Start Given records

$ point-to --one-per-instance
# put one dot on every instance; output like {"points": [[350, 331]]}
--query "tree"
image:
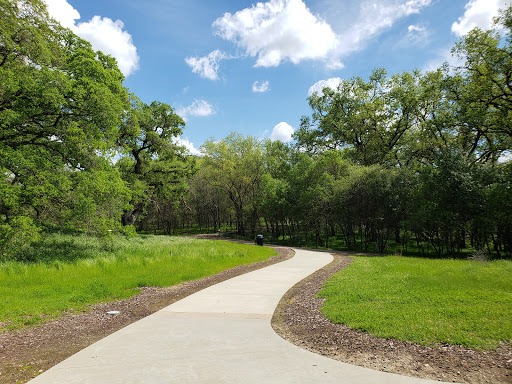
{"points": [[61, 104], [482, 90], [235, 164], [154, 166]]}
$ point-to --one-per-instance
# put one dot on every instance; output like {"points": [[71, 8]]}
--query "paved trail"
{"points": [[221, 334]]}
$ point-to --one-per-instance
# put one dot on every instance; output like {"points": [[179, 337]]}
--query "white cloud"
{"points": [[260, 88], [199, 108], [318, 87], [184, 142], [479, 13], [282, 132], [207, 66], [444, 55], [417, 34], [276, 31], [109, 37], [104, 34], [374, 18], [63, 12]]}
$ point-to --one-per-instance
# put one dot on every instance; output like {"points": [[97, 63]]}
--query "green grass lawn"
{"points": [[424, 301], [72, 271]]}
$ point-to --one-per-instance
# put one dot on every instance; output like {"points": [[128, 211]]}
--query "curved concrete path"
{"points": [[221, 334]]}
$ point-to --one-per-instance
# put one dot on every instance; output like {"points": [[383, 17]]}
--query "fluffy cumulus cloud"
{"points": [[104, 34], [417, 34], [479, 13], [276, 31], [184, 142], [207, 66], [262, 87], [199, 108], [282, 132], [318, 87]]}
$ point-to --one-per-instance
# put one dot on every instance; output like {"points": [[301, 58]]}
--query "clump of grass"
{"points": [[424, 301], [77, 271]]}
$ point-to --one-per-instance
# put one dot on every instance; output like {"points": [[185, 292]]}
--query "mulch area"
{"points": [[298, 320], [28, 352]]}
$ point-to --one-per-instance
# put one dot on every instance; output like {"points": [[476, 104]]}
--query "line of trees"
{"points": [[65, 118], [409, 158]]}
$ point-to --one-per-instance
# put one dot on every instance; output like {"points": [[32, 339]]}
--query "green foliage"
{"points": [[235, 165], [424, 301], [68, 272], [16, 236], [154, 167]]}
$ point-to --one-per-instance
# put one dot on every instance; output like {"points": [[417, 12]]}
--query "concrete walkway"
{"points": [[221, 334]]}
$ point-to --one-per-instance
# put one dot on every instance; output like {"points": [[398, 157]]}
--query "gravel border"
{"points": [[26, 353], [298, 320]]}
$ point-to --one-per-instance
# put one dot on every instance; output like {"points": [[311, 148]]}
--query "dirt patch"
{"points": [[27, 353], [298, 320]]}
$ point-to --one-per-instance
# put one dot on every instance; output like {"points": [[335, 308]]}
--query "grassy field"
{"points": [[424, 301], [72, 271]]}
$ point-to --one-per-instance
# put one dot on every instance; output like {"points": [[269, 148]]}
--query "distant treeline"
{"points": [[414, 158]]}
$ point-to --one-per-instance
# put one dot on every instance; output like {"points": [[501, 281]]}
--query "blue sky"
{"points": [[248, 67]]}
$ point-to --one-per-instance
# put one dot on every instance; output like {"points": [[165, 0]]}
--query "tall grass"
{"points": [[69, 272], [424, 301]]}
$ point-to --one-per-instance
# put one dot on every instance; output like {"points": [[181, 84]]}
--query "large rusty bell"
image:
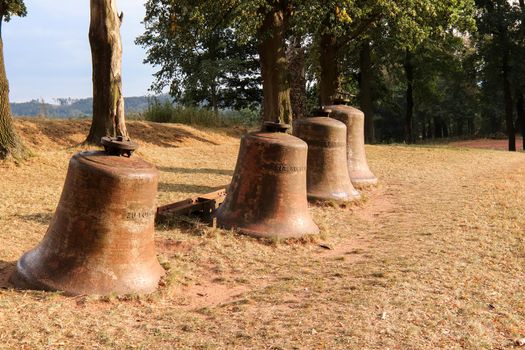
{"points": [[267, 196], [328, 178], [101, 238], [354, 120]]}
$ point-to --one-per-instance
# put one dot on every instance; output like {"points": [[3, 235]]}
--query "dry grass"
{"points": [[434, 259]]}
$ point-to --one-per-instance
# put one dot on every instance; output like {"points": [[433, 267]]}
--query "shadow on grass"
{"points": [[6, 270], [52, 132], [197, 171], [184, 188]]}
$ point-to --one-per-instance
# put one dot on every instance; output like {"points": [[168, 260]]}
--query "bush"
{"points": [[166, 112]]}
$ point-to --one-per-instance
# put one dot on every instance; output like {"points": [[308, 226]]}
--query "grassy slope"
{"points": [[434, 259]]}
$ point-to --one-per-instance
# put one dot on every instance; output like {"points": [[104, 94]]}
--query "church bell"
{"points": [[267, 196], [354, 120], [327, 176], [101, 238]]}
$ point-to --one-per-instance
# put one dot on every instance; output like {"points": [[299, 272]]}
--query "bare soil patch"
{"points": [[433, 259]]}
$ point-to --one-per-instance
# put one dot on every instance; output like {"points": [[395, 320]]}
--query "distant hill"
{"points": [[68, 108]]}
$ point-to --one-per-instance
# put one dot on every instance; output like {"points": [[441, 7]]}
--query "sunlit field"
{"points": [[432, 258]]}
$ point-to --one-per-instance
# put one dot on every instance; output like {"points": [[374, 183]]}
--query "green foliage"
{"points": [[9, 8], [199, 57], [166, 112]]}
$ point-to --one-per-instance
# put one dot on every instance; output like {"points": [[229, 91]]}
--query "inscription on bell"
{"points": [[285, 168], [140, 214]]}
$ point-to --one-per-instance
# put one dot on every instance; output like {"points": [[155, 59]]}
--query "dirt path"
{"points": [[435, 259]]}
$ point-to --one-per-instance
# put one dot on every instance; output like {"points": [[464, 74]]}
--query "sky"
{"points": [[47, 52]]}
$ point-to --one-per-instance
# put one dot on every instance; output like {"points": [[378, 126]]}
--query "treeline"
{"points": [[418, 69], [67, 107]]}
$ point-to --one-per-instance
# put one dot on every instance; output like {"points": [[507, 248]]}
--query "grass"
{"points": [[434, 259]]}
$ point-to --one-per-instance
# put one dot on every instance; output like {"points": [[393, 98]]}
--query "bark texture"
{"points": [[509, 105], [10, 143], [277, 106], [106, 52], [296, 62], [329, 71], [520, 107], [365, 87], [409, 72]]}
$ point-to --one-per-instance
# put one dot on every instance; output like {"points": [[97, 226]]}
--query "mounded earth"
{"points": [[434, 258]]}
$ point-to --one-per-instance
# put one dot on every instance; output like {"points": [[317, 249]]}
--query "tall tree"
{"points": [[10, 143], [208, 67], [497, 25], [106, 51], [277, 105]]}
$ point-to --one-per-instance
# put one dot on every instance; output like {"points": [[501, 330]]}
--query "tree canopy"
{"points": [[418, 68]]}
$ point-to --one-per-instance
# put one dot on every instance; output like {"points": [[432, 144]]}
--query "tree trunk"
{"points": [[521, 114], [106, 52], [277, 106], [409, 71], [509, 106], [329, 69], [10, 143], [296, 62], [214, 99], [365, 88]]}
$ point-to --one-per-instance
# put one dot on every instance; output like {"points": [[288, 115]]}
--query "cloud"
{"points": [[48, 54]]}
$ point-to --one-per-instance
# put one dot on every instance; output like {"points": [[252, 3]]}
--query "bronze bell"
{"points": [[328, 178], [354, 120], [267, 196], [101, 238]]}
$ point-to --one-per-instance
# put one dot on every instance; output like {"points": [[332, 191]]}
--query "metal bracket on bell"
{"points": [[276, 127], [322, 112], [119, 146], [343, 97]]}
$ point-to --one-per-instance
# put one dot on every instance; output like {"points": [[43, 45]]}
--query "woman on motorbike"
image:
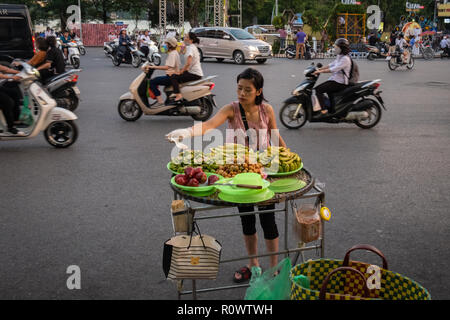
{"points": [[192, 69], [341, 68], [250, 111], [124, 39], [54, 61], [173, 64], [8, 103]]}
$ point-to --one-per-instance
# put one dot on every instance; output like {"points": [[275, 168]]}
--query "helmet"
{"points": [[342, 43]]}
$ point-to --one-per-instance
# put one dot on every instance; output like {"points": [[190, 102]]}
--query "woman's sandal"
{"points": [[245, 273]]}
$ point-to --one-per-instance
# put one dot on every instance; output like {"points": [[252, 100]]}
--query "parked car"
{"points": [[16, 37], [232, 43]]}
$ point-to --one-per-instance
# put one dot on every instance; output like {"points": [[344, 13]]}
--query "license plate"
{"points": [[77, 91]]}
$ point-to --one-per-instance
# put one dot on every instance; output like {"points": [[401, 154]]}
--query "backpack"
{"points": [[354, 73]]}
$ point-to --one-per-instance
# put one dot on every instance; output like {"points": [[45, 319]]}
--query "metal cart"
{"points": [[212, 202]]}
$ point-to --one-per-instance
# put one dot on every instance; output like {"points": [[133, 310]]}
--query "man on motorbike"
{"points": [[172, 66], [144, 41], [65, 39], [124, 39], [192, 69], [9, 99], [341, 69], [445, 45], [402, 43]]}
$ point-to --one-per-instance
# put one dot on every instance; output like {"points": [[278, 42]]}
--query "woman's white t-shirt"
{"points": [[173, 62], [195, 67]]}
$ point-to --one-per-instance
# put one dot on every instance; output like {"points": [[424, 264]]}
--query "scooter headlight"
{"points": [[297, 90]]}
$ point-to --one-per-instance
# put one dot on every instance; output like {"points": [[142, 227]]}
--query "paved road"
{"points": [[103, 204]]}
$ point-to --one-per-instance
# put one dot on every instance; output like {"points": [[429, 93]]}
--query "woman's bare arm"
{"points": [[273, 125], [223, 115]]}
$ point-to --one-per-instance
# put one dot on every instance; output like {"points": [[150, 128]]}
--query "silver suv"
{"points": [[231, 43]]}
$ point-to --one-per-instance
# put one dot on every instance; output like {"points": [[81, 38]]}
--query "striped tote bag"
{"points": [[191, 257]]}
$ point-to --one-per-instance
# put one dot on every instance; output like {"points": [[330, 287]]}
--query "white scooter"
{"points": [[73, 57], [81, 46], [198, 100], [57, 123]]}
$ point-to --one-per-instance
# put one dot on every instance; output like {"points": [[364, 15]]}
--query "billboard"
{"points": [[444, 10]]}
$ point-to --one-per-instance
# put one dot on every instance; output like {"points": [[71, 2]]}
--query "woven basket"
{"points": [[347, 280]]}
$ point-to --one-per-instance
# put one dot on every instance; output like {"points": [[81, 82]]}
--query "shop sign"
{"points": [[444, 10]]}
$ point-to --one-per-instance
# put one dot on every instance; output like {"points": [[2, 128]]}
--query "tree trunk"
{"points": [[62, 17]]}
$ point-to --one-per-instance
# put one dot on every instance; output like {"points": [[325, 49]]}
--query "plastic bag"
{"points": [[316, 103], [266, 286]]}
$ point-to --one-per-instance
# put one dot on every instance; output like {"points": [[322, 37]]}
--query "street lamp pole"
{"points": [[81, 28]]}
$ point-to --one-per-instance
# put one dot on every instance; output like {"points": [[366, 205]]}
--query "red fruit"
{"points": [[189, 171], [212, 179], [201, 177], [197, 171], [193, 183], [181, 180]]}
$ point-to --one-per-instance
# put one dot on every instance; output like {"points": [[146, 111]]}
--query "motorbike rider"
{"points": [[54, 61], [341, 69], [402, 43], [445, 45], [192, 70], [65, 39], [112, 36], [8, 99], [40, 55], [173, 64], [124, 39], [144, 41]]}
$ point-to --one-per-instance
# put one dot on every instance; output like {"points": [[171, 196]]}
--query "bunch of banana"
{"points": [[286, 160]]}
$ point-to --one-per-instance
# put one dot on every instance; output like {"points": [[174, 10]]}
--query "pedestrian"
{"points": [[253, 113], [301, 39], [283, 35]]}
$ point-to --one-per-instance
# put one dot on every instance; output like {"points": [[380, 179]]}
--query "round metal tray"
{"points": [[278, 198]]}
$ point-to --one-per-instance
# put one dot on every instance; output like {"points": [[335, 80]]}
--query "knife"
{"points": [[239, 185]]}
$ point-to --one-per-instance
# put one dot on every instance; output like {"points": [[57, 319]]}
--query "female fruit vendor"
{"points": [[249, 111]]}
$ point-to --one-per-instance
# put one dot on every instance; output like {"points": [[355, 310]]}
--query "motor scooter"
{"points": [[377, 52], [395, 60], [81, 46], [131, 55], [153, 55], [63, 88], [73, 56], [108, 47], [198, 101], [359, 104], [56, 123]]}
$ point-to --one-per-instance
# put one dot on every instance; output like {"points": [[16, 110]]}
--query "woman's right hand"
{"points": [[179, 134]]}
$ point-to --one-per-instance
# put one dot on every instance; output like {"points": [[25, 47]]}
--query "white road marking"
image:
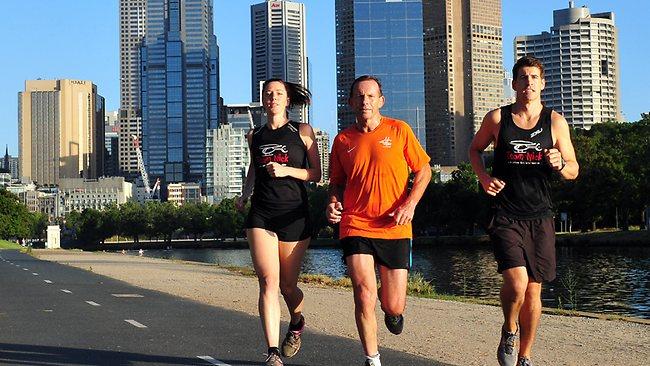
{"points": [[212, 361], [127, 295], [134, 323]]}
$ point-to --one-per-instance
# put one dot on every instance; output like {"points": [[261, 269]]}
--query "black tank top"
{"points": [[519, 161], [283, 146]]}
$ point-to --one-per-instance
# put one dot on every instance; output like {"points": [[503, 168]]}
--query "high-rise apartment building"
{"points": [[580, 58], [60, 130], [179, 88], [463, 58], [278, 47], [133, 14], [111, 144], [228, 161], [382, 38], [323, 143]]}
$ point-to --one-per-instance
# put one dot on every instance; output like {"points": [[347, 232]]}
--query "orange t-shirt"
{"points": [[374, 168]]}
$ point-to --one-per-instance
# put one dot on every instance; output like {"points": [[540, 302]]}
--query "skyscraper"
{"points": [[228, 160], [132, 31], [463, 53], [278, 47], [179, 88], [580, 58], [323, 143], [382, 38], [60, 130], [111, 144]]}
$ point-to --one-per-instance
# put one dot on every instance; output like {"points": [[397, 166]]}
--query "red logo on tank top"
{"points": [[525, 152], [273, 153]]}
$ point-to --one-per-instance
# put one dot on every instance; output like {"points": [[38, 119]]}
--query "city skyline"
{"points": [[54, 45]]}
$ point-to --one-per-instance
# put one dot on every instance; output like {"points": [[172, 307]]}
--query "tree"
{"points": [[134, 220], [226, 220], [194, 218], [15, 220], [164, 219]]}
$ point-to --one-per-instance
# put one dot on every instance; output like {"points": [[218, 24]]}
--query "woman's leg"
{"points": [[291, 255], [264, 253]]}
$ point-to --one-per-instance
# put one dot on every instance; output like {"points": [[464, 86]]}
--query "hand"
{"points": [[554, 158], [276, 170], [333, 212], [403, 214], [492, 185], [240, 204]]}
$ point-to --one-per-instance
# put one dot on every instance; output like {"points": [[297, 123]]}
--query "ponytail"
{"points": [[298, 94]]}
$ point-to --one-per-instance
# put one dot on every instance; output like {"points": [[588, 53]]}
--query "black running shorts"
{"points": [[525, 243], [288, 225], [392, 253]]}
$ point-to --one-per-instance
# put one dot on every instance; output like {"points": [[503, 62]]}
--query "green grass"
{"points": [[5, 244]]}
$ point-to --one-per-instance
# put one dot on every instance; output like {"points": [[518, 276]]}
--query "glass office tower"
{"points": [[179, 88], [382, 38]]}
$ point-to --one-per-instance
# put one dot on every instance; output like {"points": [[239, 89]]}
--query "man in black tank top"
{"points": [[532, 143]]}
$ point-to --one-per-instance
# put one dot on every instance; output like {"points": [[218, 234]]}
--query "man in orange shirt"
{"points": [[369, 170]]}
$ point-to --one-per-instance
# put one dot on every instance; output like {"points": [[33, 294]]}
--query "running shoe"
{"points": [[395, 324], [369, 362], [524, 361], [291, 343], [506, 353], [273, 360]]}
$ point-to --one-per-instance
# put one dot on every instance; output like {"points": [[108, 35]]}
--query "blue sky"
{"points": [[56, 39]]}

End Given records

Collect every line above that contains the string "metal".

→ Response to the exercise:
--query "metal bracket on bell"
--query "metal cart"
--query "round metal tray"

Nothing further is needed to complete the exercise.